▶ WHAT TO WORK ON
Find every line in the listing below that contains the string "woman" and copy each of those lines out. The match is case-sensitive.
[START OF SUPPLIED MATERIAL]
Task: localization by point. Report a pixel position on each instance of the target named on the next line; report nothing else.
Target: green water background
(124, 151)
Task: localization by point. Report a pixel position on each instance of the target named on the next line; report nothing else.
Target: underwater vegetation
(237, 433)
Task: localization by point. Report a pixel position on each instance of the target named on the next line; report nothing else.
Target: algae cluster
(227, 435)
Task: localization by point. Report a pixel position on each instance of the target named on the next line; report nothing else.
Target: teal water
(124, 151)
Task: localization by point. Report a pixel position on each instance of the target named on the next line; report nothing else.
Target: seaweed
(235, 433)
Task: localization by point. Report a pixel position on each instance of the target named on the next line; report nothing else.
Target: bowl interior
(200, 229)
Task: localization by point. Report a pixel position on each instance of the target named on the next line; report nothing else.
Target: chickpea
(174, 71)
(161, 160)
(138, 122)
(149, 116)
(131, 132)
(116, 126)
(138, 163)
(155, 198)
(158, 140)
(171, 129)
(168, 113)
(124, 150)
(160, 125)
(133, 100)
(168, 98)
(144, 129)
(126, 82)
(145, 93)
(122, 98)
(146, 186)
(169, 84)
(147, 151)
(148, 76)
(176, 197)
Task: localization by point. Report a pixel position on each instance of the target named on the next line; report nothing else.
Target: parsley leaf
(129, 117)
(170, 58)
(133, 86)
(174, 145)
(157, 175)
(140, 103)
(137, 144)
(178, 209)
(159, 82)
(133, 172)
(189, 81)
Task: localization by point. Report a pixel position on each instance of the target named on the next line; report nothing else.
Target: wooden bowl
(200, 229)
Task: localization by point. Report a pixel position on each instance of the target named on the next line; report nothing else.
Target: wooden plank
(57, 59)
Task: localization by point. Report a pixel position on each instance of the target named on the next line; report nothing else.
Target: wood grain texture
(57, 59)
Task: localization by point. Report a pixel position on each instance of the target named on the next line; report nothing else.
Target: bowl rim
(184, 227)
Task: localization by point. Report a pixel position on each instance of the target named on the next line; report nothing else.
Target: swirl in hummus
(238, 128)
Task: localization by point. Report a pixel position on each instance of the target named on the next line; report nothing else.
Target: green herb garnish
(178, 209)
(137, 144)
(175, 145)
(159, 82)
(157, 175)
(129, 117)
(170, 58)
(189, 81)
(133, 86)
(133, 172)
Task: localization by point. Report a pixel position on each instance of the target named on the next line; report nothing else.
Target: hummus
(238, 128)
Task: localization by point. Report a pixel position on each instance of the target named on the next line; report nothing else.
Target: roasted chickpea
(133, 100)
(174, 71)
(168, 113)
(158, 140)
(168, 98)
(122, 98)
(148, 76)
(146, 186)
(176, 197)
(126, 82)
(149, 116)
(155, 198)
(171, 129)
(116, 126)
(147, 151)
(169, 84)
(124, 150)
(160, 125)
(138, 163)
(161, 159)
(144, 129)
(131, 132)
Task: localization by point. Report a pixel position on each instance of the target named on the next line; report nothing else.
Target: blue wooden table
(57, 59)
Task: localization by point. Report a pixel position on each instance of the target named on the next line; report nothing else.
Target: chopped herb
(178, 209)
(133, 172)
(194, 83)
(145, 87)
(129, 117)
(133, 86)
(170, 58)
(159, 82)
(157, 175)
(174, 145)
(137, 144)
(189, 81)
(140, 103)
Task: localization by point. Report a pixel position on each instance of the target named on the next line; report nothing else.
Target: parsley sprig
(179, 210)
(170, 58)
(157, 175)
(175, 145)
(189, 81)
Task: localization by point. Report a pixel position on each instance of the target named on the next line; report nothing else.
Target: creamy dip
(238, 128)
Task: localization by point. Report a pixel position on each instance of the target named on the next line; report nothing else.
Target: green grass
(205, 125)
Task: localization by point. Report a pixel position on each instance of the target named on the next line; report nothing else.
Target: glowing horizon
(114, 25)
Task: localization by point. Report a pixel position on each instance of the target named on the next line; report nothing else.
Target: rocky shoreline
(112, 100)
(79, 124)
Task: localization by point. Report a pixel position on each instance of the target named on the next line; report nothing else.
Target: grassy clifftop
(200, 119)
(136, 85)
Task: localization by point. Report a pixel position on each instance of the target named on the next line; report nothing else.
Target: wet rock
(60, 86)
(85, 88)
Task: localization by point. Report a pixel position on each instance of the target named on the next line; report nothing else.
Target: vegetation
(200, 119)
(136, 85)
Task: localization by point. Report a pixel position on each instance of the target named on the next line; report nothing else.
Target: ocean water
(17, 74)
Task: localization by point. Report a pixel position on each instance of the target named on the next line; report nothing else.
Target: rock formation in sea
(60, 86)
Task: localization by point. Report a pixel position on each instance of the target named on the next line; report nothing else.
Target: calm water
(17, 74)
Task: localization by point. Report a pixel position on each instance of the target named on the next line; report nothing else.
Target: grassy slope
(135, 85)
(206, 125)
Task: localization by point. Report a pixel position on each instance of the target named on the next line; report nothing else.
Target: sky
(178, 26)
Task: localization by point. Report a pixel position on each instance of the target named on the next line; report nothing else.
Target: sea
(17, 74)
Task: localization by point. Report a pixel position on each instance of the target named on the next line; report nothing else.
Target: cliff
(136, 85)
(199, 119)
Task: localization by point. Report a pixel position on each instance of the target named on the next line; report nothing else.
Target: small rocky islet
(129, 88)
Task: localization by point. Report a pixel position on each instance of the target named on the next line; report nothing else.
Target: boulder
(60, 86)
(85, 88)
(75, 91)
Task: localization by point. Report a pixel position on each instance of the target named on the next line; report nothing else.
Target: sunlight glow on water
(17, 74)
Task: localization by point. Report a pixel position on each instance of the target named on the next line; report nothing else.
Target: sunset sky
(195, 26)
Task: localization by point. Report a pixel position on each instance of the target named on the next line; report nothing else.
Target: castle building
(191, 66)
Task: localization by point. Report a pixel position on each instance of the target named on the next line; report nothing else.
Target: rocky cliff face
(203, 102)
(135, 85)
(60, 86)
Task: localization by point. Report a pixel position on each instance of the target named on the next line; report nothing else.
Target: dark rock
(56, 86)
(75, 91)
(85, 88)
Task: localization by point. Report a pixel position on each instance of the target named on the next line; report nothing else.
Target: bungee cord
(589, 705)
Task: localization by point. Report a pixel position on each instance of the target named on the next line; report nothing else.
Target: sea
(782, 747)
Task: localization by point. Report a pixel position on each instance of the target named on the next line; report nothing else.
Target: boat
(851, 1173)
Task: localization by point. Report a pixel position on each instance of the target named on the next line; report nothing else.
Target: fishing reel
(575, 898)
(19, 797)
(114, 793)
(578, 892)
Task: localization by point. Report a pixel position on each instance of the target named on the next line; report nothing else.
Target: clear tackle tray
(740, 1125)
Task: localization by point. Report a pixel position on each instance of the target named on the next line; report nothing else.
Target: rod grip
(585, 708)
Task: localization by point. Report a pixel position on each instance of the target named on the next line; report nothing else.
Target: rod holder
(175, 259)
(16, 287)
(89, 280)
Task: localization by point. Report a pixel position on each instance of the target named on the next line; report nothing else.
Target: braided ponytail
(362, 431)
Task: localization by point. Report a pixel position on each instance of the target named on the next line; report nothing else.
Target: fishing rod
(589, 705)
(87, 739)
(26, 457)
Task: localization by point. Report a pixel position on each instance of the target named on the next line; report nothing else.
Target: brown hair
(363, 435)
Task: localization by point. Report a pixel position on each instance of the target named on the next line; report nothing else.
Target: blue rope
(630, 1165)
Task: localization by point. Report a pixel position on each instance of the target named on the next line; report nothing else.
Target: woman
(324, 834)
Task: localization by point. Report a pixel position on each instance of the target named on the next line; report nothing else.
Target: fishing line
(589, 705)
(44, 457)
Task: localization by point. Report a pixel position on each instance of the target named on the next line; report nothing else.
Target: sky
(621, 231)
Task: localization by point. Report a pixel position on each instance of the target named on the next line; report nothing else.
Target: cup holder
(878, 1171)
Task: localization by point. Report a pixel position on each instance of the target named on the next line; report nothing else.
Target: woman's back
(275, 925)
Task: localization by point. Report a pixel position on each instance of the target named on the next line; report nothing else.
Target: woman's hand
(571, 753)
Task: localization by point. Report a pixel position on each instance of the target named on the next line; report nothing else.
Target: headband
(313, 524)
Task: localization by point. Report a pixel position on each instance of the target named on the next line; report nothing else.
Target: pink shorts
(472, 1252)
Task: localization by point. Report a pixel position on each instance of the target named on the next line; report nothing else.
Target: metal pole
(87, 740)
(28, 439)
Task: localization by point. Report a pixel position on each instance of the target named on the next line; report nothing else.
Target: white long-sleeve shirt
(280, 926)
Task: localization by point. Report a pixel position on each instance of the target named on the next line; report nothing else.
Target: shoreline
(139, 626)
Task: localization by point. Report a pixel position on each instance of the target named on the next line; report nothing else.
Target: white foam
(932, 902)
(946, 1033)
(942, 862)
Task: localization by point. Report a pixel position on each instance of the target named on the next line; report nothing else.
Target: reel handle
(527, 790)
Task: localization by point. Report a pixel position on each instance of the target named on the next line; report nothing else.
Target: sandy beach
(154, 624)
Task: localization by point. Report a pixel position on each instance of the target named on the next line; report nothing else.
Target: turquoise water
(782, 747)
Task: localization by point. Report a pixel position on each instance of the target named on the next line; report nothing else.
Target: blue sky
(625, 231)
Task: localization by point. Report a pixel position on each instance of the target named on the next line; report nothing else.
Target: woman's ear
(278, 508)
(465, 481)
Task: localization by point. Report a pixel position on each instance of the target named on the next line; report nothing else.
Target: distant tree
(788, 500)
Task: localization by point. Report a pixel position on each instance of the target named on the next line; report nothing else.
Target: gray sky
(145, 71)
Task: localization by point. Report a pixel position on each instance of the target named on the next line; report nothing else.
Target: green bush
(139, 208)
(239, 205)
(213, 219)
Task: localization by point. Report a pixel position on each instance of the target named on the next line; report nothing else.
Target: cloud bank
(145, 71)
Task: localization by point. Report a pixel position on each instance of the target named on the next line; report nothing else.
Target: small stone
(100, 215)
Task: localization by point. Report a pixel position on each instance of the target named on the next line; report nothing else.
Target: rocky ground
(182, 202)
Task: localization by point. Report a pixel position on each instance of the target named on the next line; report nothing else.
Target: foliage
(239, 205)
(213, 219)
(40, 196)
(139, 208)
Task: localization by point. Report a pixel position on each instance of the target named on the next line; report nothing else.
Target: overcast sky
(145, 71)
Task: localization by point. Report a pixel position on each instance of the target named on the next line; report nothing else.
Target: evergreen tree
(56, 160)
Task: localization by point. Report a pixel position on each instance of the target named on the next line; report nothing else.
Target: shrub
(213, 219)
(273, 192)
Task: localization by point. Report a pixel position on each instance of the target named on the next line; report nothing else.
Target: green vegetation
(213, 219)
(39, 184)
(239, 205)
[END OF SUPPLIED MATERIAL]
▶ RESPONSE BELOW
Target: woman
Target: woman's back
Target: woman's hand
Target: woman's ear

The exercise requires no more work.